▸ Task input
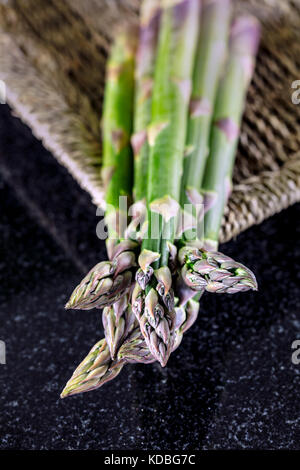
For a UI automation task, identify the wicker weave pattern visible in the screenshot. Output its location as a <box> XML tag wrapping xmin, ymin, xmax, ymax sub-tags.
<box><xmin>0</xmin><ymin>0</ymin><xmax>300</xmax><ymax>241</ymax></box>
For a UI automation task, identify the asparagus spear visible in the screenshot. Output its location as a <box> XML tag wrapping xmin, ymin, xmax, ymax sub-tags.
<box><xmin>202</xmin><ymin>16</ymin><xmax>260</xmax><ymax>250</ymax></box>
<box><xmin>66</xmin><ymin>31</ymin><xmax>138</xmax><ymax>310</ymax></box>
<box><xmin>181</xmin><ymin>0</ymin><xmax>231</xmax><ymax>224</ymax></box>
<box><xmin>102</xmin><ymin>295</ymin><xmax>135</xmax><ymax>359</ymax></box>
<box><xmin>101</xmin><ymin>26</ymin><xmax>136</xmax><ymax>241</ymax></box>
<box><xmin>134</xmin><ymin>0</ymin><xmax>200</xmax><ymax>366</ymax></box>
<box><xmin>131</xmin><ymin>0</ymin><xmax>161</xmax><ymax>204</ymax></box>
<box><xmin>98</xmin><ymin>0</ymin><xmax>160</xmax><ymax>359</ymax></box>
<box><xmin>61</xmin><ymin>303</ymin><xmax>198</xmax><ymax>398</ymax></box>
<box><xmin>179</xmin><ymin>247</ymin><xmax>257</xmax><ymax>294</ymax></box>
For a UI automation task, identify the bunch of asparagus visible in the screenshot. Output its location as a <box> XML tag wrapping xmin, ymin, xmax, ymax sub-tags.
<box><xmin>61</xmin><ymin>0</ymin><xmax>259</xmax><ymax>397</ymax></box>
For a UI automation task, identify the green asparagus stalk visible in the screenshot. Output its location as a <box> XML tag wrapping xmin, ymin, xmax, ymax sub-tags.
<box><xmin>131</xmin><ymin>0</ymin><xmax>161</xmax><ymax>204</ymax></box>
<box><xmin>101</xmin><ymin>27</ymin><xmax>136</xmax><ymax>241</ymax></box>
<box><xmin>126</xmin><ymin>0</ymin><xmax>161</xmax><ymax>242</ymax></box>
<box><xmin>181</xmin><ymin>0</ymin><xmax>231</xmax><ymax>225</ymax></box>
<box><xmin>134</xmin><ymin>0</ymin><xmax>200</xmax><ymax>366</ymax></box>
<box><xmin>202</xmin><ymin>16</ymin><xmax>260</xmax><ymax>250</ymax></box>
<box><xmin>61</xmin><ymin>301</ymin><xmax>198</xmax><ymax>398</ymax></box>
<box><xmin>66</xmin><ymin>31</ymin><xmax>138</xmax><ymax>310</ymax></box>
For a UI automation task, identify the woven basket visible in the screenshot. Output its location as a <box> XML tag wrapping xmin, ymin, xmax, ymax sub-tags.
<box><xmin>0</xmin><ymin>0</ymin><xmax>300</xmax><ymax>242</ymax></box>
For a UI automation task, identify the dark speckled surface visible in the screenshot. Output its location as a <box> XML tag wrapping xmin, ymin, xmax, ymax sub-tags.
<box><xmin>0</xmin><ymin>106</ymin><xmax>300</xmax><ymax>450</ymax></box>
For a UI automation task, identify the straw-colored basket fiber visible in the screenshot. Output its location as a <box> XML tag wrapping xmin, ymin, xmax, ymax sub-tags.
<box><xmin>0</xmin><ymin>0</ymin><xmax>300</xmax><ymax>241</ymax></box>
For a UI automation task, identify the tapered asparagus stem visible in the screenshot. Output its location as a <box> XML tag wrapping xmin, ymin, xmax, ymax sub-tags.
<box><xmin>101</xmin><ymin>27</ymin><xmax>136</xmax><ymax>241</ymax></box>
<box><xmin>131</xmin><ymin>0</ymin><xmax>161</xmax><ymax>203</ymax></box>
<box><xmin>202</xmin><ymin>16</ymin><xmax>260</xmax><ymax>250</ymax></box>
<box><xmin>66</xmin><ymin>31</ymin><xmax>137</xmax><ymax>310</ymax></box>
<box><xmin>181</xmin><ymin>0</ymin><xmax>231</xmax><ymax>224</ymax></box>
<box><xmin>135</xmin><ymin>0</ymin><xmax>200</xmax><ymax>366</ymax></box>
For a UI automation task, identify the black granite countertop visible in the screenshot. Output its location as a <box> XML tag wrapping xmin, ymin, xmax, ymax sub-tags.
<box><xmin>0</xmin><ymin>105</ymin><xmax>300</xmax><ymax>450</ymax></box>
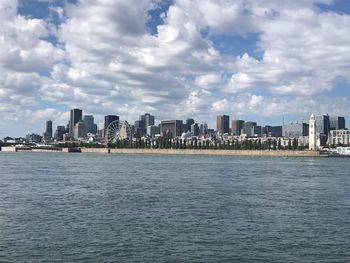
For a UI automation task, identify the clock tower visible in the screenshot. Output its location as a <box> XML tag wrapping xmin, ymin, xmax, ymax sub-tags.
<box><xmin>309</xmin><ymin>114</ymin><xmax>317</xmax><ymax>151</ymax></box>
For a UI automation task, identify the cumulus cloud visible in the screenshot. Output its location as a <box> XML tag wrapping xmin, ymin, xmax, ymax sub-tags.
<box><xmin>0</xmin><ymin>0</ymin><xmax>350</xmax><ymax>136</ymax></box>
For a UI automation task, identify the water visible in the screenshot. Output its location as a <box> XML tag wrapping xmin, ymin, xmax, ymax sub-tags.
<box><xmin>0</xmin><ymin>153</ymin><xmax>350</xmax><ymax>263</ymax></box>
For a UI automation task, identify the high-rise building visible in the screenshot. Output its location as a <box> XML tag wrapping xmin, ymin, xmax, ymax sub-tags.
<box><xmin>315</xmin><ymin>115</ymin><xmax>330</xmax><ymax>136</ymax></box>
<box><xmin>160</xmin><ymin>120</ymin><xmax>182</xmax><ymax>138</ymax></box>
<box><xmin>69</xmin><ymin>109</ymin><xmax>83</xmax><ymax>137</ymax></box>
<box><xmin>26</xmin><ymin>133</ymin><xmax>43</xmax><ymax>143</ymax></box>
<box><xmin>329</xmin><ymin>116</ymin><xmax>345</xmax><ymax>130</ymax></box>
<box><xmin>243</xmin><ymin>121</ymin><xmax>256</xmax><ymax>137</ymax></box>
<box><xmin>83</xmin><ymin>115</ymin><xmax>97</xmax><ymax>134</ymax></box>
<box><xmin>199</xmin><ymin>122</ymin><xmax>208</xmax><ymax>135</ymax></box>
<box><xmin>328</xmin><ymin>130</ymin><xmax>350</xmax><ymax>146</ymax></box>
<box><xmin>309</xmin><ymin>114</ymin><xmax>317</xmax><ymax>151</ymax></box>
<box><xmin>216</xmin><ymin>115</ymin><xmax>230</xmax><ymax>134</ymax></box>
<box><xmin>282</xmin><ymin>122</ymin><xmax>309</xmax><ymax>139</ymax></box>
<box><xmin>44</xmin><ymin>120</ymin><xmax>52</xmax><ymax>142</ymax></box>
<box><xmin>183</xmin><ymin>118</ymin><xmax>194</xmax><ymax>132</ymax></box>
<box><xmin>265</xmin><ymin>126</ymin><xmax>282</xmax><ymax>137</ymax></box>
<box><xmin>140</xmin><ymin>113</ymin><xmax>154</xmax><ymax>129</ymax></box>
<box><xmin>231</xmin><ymin>120</ymin><xmax>244</xmax><ymax>136</ymax></box>
<box><xmin>54</xmin><ymin>126</ymin><xmax>66</xmax><ymax>141</ymax></box>
<box><xmin>73</xmin><ymin>120</ymin><xmax>86</xmax><ymax>140</ymax></box>
<box><xmin>147</xmin><ymin>125</ymin><xmax>160</xmax><ymax>138</ymax></box>
<box><xmin>191</xmin><ymin>123</ymin><xmax>199</xmax><ymax>136</ymax></box>
<box><xmin>135</xmin><ymin>120</ymin><xmax>146</xmax><ymax>136</ymax></box>
<box><xmin>104</xmin><ymin>115</ymin><xmax>119</xmax><ymax>130</ymax></box>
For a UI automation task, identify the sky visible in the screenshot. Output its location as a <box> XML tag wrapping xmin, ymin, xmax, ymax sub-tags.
<box><xmin>0</xmin><ymin>0</ymin><xmax>350</xmax><ymax>137</ymax></box>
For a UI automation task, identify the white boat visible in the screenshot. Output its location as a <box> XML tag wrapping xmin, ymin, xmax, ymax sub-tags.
<box><xmin>337</xmin><ymin>147</ymin><xmax>350</xmax><ymax>156</ymax></box>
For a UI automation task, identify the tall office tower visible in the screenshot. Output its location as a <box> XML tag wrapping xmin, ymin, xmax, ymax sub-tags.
<box><xmin>309</xmin><ymin>114</ymin><xmax>317</xmax><ymax>151</ymax></box>
<box><xmin>329</xmin><ymin>116</ymin><xmax>345</xmax><ymax>130</ymax></box>
<box><xmin>160</xmin><ymin>120</ymin><xmax>182</xmax><ymax>138</ymax></box>
<box><xmin>243</xmin><ymin>121</ymin><xmax>256</xmax><ymax>136</ymax></box>
<box><xmin>135</xmin><ymin>120</ymin><xmax>147</xmax><ymax>136</ymax></box>
<box><xmin>231</xmin><ymin>120</ymin><xmax>244</xmax><ymax>136</ymax></box>
<box><xmin>191</xmin><ymin>123</ymin><xmax>199</xmax><ymax>136</ymax></box>
<box><xmin>104</xmin><ymin>115</ymin><xmax>119</xmax><ymax>129</ymax></box>
<box><xmin>282</xmin><ymin>122</ymin><xmax>309</xmax><ymax>139</ymax></box>
<box><xmin>199</xmin><ymin>122</ymin><xmax>208</xmax><ymax>135</ymax></box>
<box><xmin>73</xmin><ymin>120</ymin><xmax>86</xmax><ymax>139</ymax></box>
<box><xmin>183</xmin><ymin>118</ymin><xmax>194</xmax><ymax>132</ymax></box>
<box><xmin>315</xmin><ymin>115</ymin><xmax>330</xmax><ymax>136</ymax></box>
<box><xmin>140</xmin><ymin>113</ymin><xmax>154</xmax><ymax>129</ymax></box>
<box><xmin>55</xmin><ymin>126</ymin><xmax>66</xmax><ymax>141</ymax></box>
<box><xmin>83</xmin><ymin>115</ymin><xmax>96</xmax><ymax>134</ymax></box>
<box><xmin>44</xmin><ymin>120</ymin><xmax>52</xmax><ymax>142</ymax></box>
<box><xmin>216</xmin><ymin>115</ymin><xmax>230</xmax><ymax>134</ymax></box>
<box><xmin>69</xmin><ymin>109</ymin><xmax>83</xmax><ymax>137</ymax></box>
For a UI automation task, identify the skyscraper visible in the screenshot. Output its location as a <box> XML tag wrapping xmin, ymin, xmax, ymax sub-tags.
<box><xmin>104</xmin><ymin>115</ymin><xmax>119</xmax><ymax>129</ymax></box>
<box><xmin>183</xmin><ymin>118</ymin><xmax>194</xmax><ymax>132</ymax></box>
<box><xmin>140</xmin><ymin>113</ymin><xmax>154</xmax><ymax>129</ymax></box>
<box><xmin>160</xmin><ymin>120</ymin><xmax>182</xmax><ymax>138</ymax></box>
<box><xmin>216</xmin><ymin>115</ymin><xmax>230</xmax><ymax>134</ymax></box>
<box><xmin>231</xmin><ymin>120</ymin><xmax>244</xmax><ymax>136</ymax></box>
<box><xmin>44</xmin><ymin>120</ymin><xmax>52</xmax><ymax>142</ymax></box>
<box><xmin>315</xmin><ymin>115</ymin><xmax>330</xmax><ymax>136</ymax></box>
<box><xmin>243</xmin><ymin>121</ymin><xmax>256</xmax><ymax>136</ymax></box>
<box><xmin>329</xmin><ymin>116</ymin><xmax>345</xmax><ymax>130</ymax></box>
<box><xmin>83</xmin><ymin>115</ymin><xmax>97</xmax><ymax>134</ymax></box>
<box><xmin>69</xmin><ymin>109</ymin><xmax>83</xmax><ymax>136</ymax></box>
<box><xmin>55</xmin><ymin>126</ymin><xmax>66</xmax><ymax>141</ymax></box>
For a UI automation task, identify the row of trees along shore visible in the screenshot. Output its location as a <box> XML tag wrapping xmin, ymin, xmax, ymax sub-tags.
<box><xmin>58</xmin><ymin>137</ymin><xmax>307</xmax><ymax>150</ymax></box>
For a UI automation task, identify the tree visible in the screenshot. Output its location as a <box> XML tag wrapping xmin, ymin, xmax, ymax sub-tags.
<box><xmin>293</xmin><ymin>139</ymin><xmax>298</xmax><ymax>150</ymax></box>
<box><xmin>272</xmin><ymin>140</ymin><xmax>277</xmax><ymax>150</ymax></box>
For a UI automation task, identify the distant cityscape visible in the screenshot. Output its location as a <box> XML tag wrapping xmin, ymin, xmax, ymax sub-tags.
<box><xmin>0</xmin><ymin>109</ymin><xmax>350</xmax><ymax>152</ymax></box>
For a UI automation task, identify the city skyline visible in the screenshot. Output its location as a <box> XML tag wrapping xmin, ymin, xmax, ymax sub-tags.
<box><xmin>0</xmin><ymin>0</ymin><xmax>350</xmax><ymax>137</ymax></box>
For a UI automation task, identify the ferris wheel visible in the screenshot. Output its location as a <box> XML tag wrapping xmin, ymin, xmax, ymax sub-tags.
<box><xmin>105</xmin><ymin>120</ymin><xmax>132</xmax><ymax>143</ymax></box>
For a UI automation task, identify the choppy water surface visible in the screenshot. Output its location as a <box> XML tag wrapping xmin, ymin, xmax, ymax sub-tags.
<box><xmin>0</xmin><ymin>153</ymin><xmax>350</xmax><ymax>262</ymax></box>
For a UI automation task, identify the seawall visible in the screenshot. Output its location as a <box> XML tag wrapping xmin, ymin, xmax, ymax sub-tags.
<box><xmin>1</xmin><ymin>147</ymin><xmax>322</xmax><ymax>157</ymax></box>
<box><xmin>81</xmin><ymin>148</ymin><xmax>320</xmax><ymax>157</ymax></box>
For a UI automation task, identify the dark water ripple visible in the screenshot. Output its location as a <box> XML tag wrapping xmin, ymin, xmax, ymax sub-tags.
<box><xmin>0</xmin><ymin>153</ymin><xmax>350</xmax><ymax>263</ymax></box>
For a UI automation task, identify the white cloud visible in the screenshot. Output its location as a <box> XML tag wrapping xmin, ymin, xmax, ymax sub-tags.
<box><xmin>0</xmin><ymin>0</ymin><xmax>350</xmax><ymax>136</ymax></box>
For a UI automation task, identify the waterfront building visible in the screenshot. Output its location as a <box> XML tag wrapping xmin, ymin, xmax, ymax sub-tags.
<box><xmin>309</xmin><ymin>114</ymin><xmax>317</xmax><ymax>151</ymax></box>
<box><xmin>44</xmin><ymin>120</ymin><xmax>52</xmax><ymax>142</ymax></box>
<box><xmin>160</xmin><ymin>120</ymin><xmax>182</xmax><ymax>138</ymax></box>
<box><xmin>243</xmin><ymin>121</ymin><xmax>256</xmax><ymax>137</ymax></box>
<box><xmin>140</xmin><ymin>113</ymin><xmax>154</xmax><ymax>130</ymax></box>
<box><xmin>231</xmin><ymin>120</ymin><xmax>244</xmax><ymax>136</ymax></box>
<box><xmin>199</xmin><ymin>122</ymin><xmax>208</xmax><ymax>135</ymax></box>
<box><xmin>328</xmin><ymin>130</ymin><xmax>350</xmax><ymax>146</ymax></box>
<box><xmin>147</xmin><ymin>125</ymin><xmax>160</xmax><ymax>138</ymax></box>
<box><xmin>254</xmin><ymin>125</ymin><xmax>262</xmax><ymax>137</ymax></box>
<box><xmin>267</xmin><ymin>126</ymin><xmax>282</xmax><ymax>137</ymax></box>
<box><xmin>282</xmin><ymin>122</ymin><xmax>309</xmax><ymax>139</ymax></box>
<box><xmin>54</xmin><ymin>126</ymin><xmax>66</xmax><ymax>141</ymax></box>
<box><xmin>191</xmin><ymin>123</ymin><xmax>199</xmax><ymax>136</ymax></box>
<box><xmin>216</xmin><ymin>115</ymin><xmax>230</xmax><ymax>134</ymax></box>
<box><xmin>134</xmin><ymin>120</ymin><xmax>146</xmax><ymax>136</ymax></box>
<box><xmin>315</xmin><ymin>115</ymin><xmax>330</xmax><ymax>136</ymax></box>
<box><xmin>329</xmin><ymin>116</ymin><xmax>345</xmax><ymax>130</ymax></box>
<box><xmin>26</xmin><ymin>133</ymin><xmax>43</xmax><ymax>143</ymax></box>
<box><xmin>69</xmin><ymin>109</ymin><xmax>83</xmax><ymax>136</ymax></box>
<box><xmin>83</xmin><ymin>115</ymin><xmax>97</xmax><ymax>134</ymax></box>
<box><xmin>73</xmin><ymin>120</ymin><xmax>87</xmax><ymax>140</ymax></box>
<box><xmin>103</xmin><ymin>115</ymin><xmax>119</xmax><ymax>130</ymax></box>
<box><xmin>183</xmin><ymin>118</ymin><xmax>194</xmax><ymax>132</ymax></box>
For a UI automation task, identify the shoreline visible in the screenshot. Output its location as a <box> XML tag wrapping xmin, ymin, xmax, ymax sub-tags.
<box><xmin>1</xmin><ymin>147</ymin><xmax>325</xmax><ymax>157</ymax></box>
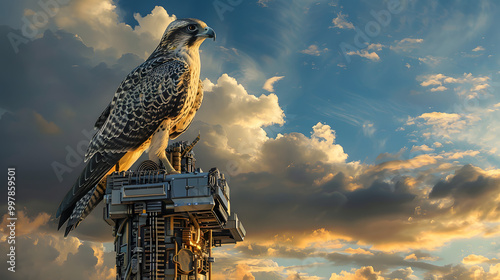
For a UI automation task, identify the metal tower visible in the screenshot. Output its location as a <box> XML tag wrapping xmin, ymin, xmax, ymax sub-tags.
<box><xmin>104</xmin><ymin>136</ymin><xmax>245</xmax><ymax>280</ymax></box>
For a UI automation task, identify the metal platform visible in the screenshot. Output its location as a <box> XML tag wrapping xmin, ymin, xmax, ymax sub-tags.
<box><xmin>104</xmin><ymin>168</ymin><xmax>246</xmax><ymax>280</ymax></box>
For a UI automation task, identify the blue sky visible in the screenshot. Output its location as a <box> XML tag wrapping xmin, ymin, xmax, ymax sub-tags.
<box><xmin>0</xmin><ymin>0</ymin><xmax>500</xmax><ymax>280</ymax></box>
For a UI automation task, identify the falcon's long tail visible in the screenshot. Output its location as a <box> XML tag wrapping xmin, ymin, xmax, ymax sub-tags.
<box><xmin>56</xmin><ymin>153</ymin><xmax>124</xmax><ymax>235</ymax></box>
<box><xmin>64</xmin><ymin>178</ymin><xmax>107</xmax><ymax>237</ymax></box>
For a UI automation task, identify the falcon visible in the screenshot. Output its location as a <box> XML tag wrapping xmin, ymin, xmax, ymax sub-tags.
<box><xmin>56</xmin><ymin>18</ymin><xmax>215</xmax><ymax>236</ymax></box>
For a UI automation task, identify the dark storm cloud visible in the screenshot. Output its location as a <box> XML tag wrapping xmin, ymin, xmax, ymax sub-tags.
<box><xmin>0</xmin><ymin>26</ymin><xmax>142</xmax><ymax>240</ymax></box>
<box><xmin>429</xmin><ymin>165</ymin><xmax>500</xmax><ymax>219</ymax></box>
<box><xmin>231</xmin><ymin>166</ymin><xmax>417</xmax><ymax>242</ymax></box>
<box><xmin>325</xmin><ymin>252</ymin><xmax>443</xmax><ymax>271</ymax></box>
<box><xmin>0</xmin><ymin>235</ymin><xmax>115</xmax><ymax>280</ymax></box>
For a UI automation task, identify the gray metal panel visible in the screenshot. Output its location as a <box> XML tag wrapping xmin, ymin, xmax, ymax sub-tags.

▸ Work to do
Everything from the line containing "For a UI automation task, identify the metal platform" through the last line of the records must be given again exactly; leave out all other lines.

▸ Reply to the exercise
For a UI automation task, identify the metal platform visible in the screenshot. Output its location as a <box> XML tag wrapping xmin, ymin, xmax, ymax sub-tags.
<box><xmin>104</xmin><ymin>168</ymin><xmax>246</xmax><ymax>280</ymax></box>
For a UI automation task, identify the blue sky visible in the screenshot. Output its location as a <box> XML tag wrapping xmin, ymin, xmax, ymax sub-tags.
<box><xmin>0</xmin><ymin>0</ymin><xmax>500</xmax><ymax>280</ymax></box>
For a UI automation task, identify the falcon's long tail visible in the screenshot. Output its location as a <box> XML tag wrapping xmin, ymin, xmax, ymax sub-tags.
<box><xmin>56</xmin><ymin>153</ymin><xmax>124</xmax><ymax>235</ymax></box>
<box><xmin>64</xmin><ymin>178</ymin><xmax>107</xmax><ymax>237</ymax></box>
For a UI automation task, identify the falcon visible in the screenshot. Output its location as a <box> XML tag wrapping xmin, ymin, xmax, ymax sub-tags.
<box><xmin>56</xmin><ymin>18</ymin><xmax>215</xmax><ymax>236</ymax></box>
For a UI automation task, identify the dark storm cloud visible in the screenshot. Output its location as a <box> XML tag wrapping xmin, ymin, xmax, ymax sub-tags.
<box><xmin>0</xmin><ymin>26</ymin><xmax>142</xmax><ymax>240</ymax></box>
<box><xmin>429</xmin><ymin>165</ymin><xmax>500</xmax><ymax>219</ymax></box>
<box><xmin>231</xmin><ymin>166</ymin><xmax>417</xmax><ymax>242</ymax></box>
<box><xmin>325</xmin><ymin>252</ymin><xmax>443</xmax><ymax>271</ymax></box>
<box><xmin>0</xmin><ymin>235</ymin><xmax>115</xmax><ymax>280</ymax></box>
For a UI automation task, identify the gray metal panel visible in the screenshot. Output its location as a <box> XML tag wrapping xmin, ymin, xmax, ymax sub-tags.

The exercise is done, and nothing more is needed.